__REQUIREMENT__
Out of the records below, copy all lines in which the word "wrongly" occurs.

Saved entries

★ ★ ★ ★

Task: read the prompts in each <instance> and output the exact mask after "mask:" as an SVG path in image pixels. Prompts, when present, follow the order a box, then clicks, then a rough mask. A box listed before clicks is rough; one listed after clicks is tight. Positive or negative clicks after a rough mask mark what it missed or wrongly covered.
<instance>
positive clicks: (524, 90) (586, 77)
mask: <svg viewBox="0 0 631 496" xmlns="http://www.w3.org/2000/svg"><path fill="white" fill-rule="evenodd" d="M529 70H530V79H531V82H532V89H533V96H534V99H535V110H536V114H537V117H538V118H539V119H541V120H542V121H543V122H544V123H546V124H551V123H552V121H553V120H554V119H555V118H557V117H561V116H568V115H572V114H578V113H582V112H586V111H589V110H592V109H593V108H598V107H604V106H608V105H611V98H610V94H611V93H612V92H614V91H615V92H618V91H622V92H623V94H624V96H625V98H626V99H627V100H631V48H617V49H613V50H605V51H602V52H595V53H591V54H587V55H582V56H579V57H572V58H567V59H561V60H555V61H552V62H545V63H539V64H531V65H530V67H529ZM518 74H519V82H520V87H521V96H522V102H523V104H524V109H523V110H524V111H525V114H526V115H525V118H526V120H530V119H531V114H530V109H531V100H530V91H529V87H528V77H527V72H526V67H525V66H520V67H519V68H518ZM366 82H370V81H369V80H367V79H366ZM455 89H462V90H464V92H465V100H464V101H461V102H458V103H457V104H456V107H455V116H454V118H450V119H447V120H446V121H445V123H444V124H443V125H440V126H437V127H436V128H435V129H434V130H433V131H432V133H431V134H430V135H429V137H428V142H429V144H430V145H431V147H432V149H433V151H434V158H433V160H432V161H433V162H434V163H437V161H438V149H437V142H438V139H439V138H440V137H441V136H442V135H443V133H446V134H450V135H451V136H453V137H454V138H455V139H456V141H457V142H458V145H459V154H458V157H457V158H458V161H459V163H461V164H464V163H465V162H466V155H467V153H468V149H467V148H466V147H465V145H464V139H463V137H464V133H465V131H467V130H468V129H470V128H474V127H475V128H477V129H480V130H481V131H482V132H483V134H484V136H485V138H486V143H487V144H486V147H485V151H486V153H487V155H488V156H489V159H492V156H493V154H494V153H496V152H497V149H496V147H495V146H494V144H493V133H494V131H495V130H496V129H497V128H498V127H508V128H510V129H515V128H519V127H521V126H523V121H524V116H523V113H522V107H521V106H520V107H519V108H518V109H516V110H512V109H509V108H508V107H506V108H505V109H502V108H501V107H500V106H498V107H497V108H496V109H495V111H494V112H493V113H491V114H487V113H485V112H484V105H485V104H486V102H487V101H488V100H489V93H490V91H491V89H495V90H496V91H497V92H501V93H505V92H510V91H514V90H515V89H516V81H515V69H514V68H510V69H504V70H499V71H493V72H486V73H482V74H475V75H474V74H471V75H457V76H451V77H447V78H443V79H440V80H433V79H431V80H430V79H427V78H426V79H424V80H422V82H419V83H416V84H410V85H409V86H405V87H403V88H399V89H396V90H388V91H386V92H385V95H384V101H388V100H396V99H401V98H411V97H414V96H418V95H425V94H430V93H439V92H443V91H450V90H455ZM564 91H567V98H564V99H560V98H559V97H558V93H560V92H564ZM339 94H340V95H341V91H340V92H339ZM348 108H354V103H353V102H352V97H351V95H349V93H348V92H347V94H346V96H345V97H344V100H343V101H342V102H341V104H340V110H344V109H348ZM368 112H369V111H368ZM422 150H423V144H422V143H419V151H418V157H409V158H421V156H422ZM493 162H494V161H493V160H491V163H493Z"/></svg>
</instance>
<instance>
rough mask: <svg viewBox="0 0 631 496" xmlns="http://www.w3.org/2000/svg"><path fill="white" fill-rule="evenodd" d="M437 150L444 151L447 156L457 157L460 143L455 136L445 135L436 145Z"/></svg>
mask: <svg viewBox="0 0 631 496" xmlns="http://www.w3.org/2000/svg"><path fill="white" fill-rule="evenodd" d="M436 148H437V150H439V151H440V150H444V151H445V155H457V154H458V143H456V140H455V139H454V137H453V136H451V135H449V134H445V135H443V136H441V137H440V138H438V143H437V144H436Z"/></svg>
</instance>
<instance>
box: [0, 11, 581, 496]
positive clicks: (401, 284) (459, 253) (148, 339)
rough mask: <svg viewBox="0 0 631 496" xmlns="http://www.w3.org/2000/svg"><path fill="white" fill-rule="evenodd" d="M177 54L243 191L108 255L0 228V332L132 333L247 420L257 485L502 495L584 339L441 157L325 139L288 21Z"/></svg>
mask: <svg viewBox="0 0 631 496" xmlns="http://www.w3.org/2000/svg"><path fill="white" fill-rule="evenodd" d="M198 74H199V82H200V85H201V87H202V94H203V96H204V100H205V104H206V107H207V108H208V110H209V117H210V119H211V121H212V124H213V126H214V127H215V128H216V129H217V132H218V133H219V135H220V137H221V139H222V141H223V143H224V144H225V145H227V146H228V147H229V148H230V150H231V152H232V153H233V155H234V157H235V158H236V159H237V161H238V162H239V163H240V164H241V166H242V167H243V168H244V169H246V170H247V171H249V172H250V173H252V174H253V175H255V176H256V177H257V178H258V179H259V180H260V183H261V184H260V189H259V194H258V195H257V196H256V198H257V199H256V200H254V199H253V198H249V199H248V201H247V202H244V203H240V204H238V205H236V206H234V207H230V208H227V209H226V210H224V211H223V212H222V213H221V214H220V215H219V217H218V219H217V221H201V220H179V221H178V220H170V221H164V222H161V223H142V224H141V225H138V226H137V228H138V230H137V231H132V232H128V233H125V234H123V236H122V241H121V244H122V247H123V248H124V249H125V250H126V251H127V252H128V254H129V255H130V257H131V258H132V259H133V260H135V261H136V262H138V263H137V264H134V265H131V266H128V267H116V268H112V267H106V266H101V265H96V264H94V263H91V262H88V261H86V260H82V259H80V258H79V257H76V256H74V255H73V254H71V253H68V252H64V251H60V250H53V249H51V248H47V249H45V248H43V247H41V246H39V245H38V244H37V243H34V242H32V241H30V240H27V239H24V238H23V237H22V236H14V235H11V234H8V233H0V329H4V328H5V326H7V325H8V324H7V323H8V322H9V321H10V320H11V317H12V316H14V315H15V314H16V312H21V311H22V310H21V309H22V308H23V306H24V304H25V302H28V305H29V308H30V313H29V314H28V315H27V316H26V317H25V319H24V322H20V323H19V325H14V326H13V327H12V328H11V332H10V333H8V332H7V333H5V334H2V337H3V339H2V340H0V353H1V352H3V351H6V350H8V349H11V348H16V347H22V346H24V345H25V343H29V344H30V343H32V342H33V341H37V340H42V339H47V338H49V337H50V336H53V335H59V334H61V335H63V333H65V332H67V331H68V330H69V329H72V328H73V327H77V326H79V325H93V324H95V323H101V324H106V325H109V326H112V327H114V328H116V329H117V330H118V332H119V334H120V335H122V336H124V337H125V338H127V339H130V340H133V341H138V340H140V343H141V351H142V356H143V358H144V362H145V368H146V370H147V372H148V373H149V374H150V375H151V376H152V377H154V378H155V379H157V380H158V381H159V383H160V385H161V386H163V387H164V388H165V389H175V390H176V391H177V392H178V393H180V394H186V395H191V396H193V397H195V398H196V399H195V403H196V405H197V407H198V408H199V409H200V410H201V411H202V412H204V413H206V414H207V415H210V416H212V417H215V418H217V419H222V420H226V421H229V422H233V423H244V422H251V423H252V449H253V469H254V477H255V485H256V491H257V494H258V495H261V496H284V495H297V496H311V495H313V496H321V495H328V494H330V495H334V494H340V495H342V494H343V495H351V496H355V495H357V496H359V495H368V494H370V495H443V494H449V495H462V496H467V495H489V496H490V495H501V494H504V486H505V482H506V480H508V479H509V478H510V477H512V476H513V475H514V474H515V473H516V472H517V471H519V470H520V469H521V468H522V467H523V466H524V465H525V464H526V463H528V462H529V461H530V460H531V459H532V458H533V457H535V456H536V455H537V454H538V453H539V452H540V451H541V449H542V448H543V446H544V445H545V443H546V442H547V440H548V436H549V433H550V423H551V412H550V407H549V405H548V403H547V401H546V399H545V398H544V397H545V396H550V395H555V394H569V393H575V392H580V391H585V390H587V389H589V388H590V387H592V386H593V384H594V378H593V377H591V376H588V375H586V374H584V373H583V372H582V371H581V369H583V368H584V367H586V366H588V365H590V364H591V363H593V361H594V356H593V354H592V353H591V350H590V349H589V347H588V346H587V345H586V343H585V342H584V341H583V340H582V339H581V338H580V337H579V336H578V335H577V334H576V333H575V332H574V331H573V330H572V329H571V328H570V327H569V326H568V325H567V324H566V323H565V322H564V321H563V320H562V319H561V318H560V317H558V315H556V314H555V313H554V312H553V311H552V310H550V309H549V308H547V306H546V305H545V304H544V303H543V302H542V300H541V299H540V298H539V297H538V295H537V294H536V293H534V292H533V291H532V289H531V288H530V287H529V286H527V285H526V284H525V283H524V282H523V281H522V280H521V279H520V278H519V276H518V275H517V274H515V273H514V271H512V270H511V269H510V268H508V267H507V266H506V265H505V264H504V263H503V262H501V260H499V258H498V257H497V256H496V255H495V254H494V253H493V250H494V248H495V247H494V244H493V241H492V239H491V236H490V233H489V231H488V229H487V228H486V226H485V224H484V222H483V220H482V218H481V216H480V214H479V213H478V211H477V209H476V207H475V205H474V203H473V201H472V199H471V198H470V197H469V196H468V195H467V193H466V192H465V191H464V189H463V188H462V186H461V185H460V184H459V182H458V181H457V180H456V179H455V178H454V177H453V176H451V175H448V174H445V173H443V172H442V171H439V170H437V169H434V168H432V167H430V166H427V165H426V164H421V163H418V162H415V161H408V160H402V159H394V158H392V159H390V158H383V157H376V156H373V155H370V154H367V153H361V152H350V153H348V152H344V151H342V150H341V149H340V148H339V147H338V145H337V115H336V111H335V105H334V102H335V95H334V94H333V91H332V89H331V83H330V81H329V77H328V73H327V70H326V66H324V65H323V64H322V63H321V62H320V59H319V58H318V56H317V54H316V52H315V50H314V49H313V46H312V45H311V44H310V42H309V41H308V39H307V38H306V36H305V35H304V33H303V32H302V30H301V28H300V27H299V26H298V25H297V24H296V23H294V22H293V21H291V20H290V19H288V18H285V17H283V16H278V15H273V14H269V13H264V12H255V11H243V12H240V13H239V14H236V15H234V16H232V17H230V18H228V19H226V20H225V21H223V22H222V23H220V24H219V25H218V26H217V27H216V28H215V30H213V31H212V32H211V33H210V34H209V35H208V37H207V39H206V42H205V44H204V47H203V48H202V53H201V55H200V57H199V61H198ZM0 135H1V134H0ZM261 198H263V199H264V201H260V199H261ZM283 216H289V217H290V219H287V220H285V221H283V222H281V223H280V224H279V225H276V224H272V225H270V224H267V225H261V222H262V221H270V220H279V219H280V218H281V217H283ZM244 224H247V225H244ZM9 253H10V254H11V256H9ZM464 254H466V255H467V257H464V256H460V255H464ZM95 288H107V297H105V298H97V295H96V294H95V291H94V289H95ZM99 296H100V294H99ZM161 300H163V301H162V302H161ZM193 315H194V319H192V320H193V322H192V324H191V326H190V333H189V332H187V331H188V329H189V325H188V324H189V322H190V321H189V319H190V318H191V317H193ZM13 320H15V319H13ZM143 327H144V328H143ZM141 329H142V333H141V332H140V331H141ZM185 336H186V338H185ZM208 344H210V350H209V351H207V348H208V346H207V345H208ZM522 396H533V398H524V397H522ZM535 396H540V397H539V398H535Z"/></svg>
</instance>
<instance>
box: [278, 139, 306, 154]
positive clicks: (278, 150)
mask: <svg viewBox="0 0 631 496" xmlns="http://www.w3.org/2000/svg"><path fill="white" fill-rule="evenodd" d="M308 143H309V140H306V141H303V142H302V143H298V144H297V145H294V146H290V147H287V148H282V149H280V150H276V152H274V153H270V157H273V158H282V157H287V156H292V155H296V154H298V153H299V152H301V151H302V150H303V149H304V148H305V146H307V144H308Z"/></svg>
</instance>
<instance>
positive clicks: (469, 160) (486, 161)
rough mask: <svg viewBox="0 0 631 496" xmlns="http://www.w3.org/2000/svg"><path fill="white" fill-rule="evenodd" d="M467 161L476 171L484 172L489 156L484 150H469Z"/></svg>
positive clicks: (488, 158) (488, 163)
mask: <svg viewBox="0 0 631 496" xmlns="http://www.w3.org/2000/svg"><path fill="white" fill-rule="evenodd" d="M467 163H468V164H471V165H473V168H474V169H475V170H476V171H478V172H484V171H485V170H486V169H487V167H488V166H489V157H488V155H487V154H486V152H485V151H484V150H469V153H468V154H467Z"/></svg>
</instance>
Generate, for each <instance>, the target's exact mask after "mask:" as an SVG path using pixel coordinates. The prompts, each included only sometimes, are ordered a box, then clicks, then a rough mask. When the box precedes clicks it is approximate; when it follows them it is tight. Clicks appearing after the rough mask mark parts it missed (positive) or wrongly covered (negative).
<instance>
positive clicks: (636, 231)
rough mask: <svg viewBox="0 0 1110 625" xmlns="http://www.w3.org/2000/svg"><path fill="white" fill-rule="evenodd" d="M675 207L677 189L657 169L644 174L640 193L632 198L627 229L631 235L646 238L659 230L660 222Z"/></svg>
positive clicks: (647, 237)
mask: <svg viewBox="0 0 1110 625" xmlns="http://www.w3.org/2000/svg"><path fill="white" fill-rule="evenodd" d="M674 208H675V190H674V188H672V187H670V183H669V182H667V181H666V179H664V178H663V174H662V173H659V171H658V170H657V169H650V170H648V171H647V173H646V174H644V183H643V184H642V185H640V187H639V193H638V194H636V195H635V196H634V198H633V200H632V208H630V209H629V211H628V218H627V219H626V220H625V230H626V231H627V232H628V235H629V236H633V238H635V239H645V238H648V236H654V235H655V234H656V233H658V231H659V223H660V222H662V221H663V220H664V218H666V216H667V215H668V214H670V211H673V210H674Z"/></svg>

★ ★ ★ ★

__RESULT__
Task: read the prompts in each <instance> and output the exact mask after "mask:" as an SVG path in image pixels. Prompts, when present, follow the order a box, then clicks, then a rough mask. A box listed before clicks is rough; one listed after clicks is tight. Positive or negative clicks after a rough mask mark what it missed or wrongly covered.
Generate, for each <instance>, the target's exact mask after "mask:" as an SVG path using pixel coordinates. The prompts, each included only sometimes, are ordered a box, then clicks, then a rough mask. When the box precedes clicks it is approximate; when it follows them it is tight. Clicks appearing after the rough mask mark parts it missed (positive) or wrongly covered (negative).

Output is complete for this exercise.